◆ PROVIDED RECORDS ◆
◇ ◇ ◇

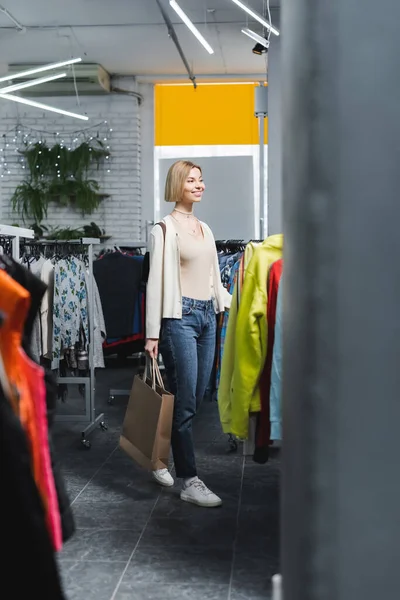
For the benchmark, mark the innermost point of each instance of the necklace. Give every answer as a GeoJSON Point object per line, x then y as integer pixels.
{"type": "Point", "coordinates": [193, 230]}
{"type": "Point", "coordinates": [187, 215]}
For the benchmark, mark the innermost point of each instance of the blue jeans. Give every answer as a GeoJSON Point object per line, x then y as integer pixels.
{"type": "Point", "coordinates": [188, 348]}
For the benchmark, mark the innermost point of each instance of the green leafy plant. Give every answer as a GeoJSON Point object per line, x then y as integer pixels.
{"type": "Point", "coordinates": [67, 233]}
{"type": "Point", "coordinates": [57, 174]}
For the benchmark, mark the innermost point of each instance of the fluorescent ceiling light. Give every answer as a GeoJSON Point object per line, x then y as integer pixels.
{"type": "Point", "coordinates": [40, 69]}
{"type": "Point", "coordinates": [257, 17]}
{"type": "Point", "coordinates": [39, 80]}
{"type": "Point", "coordinates": [191, 26]}
{"type": "Point", "coordinates": [254, 36]}
{"type": "Point", "coordinates": [43, 106]}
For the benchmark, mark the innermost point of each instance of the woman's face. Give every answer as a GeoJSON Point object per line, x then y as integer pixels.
{"type": "Point", "coordinates": [194, 187]}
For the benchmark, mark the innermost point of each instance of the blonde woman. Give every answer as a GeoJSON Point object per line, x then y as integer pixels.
{"type": "Point", "coordinates": [184, 294]}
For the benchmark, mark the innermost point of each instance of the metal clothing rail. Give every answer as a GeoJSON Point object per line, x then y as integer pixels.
{"type": "Point", "coordinates": [90, 417]}
{"type": "Point", "coordinates": [16, 234]}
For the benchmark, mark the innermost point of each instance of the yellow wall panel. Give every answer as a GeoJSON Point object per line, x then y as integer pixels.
{"type": "Point", "coordinates": [210, 115]}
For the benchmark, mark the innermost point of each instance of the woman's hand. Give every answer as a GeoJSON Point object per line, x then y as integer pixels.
{"type": "Point", "coordinates": [151, 348]}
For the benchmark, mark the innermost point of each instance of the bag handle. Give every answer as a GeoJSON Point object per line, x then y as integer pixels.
{"type": "Point", "coordinates": [155, 373]}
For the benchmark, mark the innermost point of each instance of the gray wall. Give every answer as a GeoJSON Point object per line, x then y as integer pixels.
{"type": "Point", "coordinates": [274, 138]}
{"type": "Point", "coordinates": [228, 203]}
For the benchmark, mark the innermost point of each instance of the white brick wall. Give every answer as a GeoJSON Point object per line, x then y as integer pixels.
{"type": "Point", "coordinates": [121, 214]}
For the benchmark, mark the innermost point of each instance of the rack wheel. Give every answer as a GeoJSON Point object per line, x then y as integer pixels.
{"type": "Point", "coordinates": [233, 445]}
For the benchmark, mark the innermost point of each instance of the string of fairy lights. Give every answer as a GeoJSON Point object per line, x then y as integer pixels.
{"type": "Point", "coordinates": [22, 137]}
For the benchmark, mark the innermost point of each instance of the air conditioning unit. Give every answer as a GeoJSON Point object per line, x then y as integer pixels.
{"type": "Point", "coordinates": [90, 80]}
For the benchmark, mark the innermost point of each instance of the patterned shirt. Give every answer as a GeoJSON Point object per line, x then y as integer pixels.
{"type": "Point", "coordinates": [70, 309]}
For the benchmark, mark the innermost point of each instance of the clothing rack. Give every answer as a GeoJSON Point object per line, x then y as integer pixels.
{"type": "Point", "coordinates": [16, 234]}
{"type": "Point", "coordinates": [90, 417]}
{"type": "Point", "coordinates": [126, 245]}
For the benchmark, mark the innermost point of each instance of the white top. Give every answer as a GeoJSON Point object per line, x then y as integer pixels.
{"type": "Point", "coordinates": [197, 258]}
{"type": "Point", "coordinates": [164, 288]}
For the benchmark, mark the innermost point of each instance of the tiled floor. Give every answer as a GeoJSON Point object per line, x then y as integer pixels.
{"type": "Point", "coordinates": [136, 541]}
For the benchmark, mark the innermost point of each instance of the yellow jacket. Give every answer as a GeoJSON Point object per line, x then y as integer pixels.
{"type": "Point", "coordinates": [245, 346]}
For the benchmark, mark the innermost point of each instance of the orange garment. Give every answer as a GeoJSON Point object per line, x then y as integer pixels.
{"type": "Point", "coordinates": [26, 380]}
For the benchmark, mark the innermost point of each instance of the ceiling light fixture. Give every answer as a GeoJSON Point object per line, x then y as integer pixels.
{"type": "Point", "coordinates": [254, 36]}
{"type": "Point", "coordinates": [259, 49]}
{"type": "Point", "coordinates": [257, 17]}
{"type": "Point", "coordinates": [34, 70]}
{"type": "Point", "coordinates": [21, 86]}
{"type": "Point", "coordinates": [191, 26]}
{"type": "Point", "coordinates": [43, 106]}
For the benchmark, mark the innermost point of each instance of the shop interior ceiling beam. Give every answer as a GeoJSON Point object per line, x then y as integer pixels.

◇ ◇ ◇

◆ YOUR OBJECTIVE ◆
Rewrite all of the entries above with "innermost point" changed to "center point" and everything else left as it is. Leave the pictures out of your answer.

◆ THE RESPONSE ◆
For the benchmark, mark the center point of each instance of the necklace. Give every answer as a GeoJSON Point object per line, x then y as integer pixels.
{"type": "Point", "coordinates": [193, 230]}
{"type": "Point", "coordinates": [187, 215]}
For the benchmark, mark the center point of each instance of the blue jeans. Give every answer as a GeoJSON Point object per line, x then y as integer pixels.
{"type": "Point", "coordinates": [188, 348]}
For the benchmark, mark the center point of each instance of the green leafy plant. Give every answer as a GeoJSON Point object per line, x then y as integer pixels.
{"type": "Point", "coordinates": [67, 233]}
{"type": "Point", "coordinates": [57, 174]}
For the benchmark, mark the center point of each instance of the fluorescent ceiling light. Give every answer as a GeoJSON Point object per line, x then y as integer pixels.
{"type": "Point", "coordinates": [40, 69]}
{"type": "Point", "coordinates": [257, 17]}
{"type": "Point", "coordinates": [39, 80]}
{"type": "Point", "coordinates": [191, 26]}
{"type": "Point", "coordinates": [254, 36]}
{"type": "Point", "coordinates": [43, 106]}
For the benchmark, mark the center point of each instance of the woman's face. Give every answer as a GeoJSON Point object per line, x then y as integer pixels.
{"type": "Point", "coordinates": [194, 187]}
For the benchmark, mark the center point of each instance of the blonde woman. Give every answer as a GeoJSON Point object per line, x then y as integer pixels.
{"type": "Point", "coordinates": [184, 294]}
For the benchmark, mark the center point of each instance of the metal clothing rail. Give every answer as a GeoJSON Point object per line, x then y as integer pixels.
{"type": "Point", "coordinates": [90, 417]}
{"type": "Point", "coordinates": [16, 234]}
For the benchmark, mark the center point of each instance of the yellow wall panel. Give every answer as a GeoJSON Point object per line, x then y as integer pixels.
{"type": "Point", "coordinates": [210, 115]}
For the benchmark, mark the center point of each instance of the woman's hand. Give every answer as a GeoJSON Point object per line, x then y as integer pixels.
{"type": "Point", "coordinates": [151, 348]}
For the benchmark, mark the center point of each instance of the bag handle. Give every answer as a GeoJSON Point object per line, x then y as integer pixels.
{"type": "Point", "coordinates": [155, 373]}
For the benchmark, mark the center point of each instance of the gray wall. Give every answer as a GeoJSON Point object per line, x then y as integer pixels.
{"type": "Point", "coordinates": [274, 138]}
{"type": "Point", "coordinates": [228, 203]}
For the benchmark, mark the center point of each instance of the white brick wall. Give every answer as a GeoJSON Point object per line, x then y as integer pixels.
{"type": "Point", "coordinates": [121, 214]}
For the benchmark, mark the center point of each instance of the rack wheel. Give every answer as a GeoJSON Point object per line, x then y as integer pixels.
{"type": "Point", "coordinates": [233, 445]}
For the benchmark, mark the center point of each instance of the string of fairy lights. Give every answer as a GeoJSON Point object per line, x then y as integer pixels.
{"type": "Point", "coordinates": [22, 137]}
For the benchmark, mark the center point of each instance of the air conditioning unit. Give every answer as a GeoJSON Point object per line, x then y as integer pixels.
{"type": "Point", "coordinates": [90, 80]}
For the benchmark, mark the center point of each instance of the patterned shirt. Give every answer as a GeoJSON Point object per line, x then y as integer pixels.
{"type": "Point", "coordinates": [70, 309]}
For the benchmark, mark the center point of each instance of the clothing rack. Give every answer as a GeoJSON Point object per line, x then y as integer pixels.
{"type": "Point", "coordinates": [16, 234]}
{"type": "Point", "coordinates": [90, 417]}
{"type": "Point", "coordinates": [126, 245]}
For the benchmark, mark the center point of each instance of the white top. Give every answer as a GeoJSON Point object per line, x then y as integer pixels.
{"type": "Point", "coordinates": [197, 258]}
{"type": "Point", "coordinates": [164, 288]}
For the benchmark, mark the center point of each instance of the tiled floor. Give every answer as a GeoJSON Point object per line, x then y as integer pixels.
{"type": "Point", "coordinates": [136, 541]}
For the benchmark, mark the center point of each instance of the yellow jacket. Give every answer as a GeoJSON Point object per line, x then y as integer pixels.
{"type": "Point", "coordinates": [245, 346]}
For the benchmark, mark the center point of each instance of the orange garment. Give every answer as a GeoJSON Point object per line, x then y as integer pixels.
{"type": "Point", "coordinates": [26, 380]}
For the benchmark, mark the center point of each instance of the ceiling light fixture. Give every answer as a GeoJSON Point object per line, x then y as integer pixels.
{"type": "Point", "coordinates": [254, 36]}
{"type": "Point", "coordinates": [259, 49]}
{"type": "Point", "coordinates": [257, 17]}
{"type": "Point", "coordinates": [34, 70]}
{"type": "Point", "coordinates": [21, 86]}
{"type": "Point", "coordinates": [191, 26]}
{"type": "Point", "coordinates": [43, 106]}
For the benchmark, mark the center point of each instance of the shop interior ceiling beam. Give every answer as a GeoJSON Point object per line, x then y as integer pixels.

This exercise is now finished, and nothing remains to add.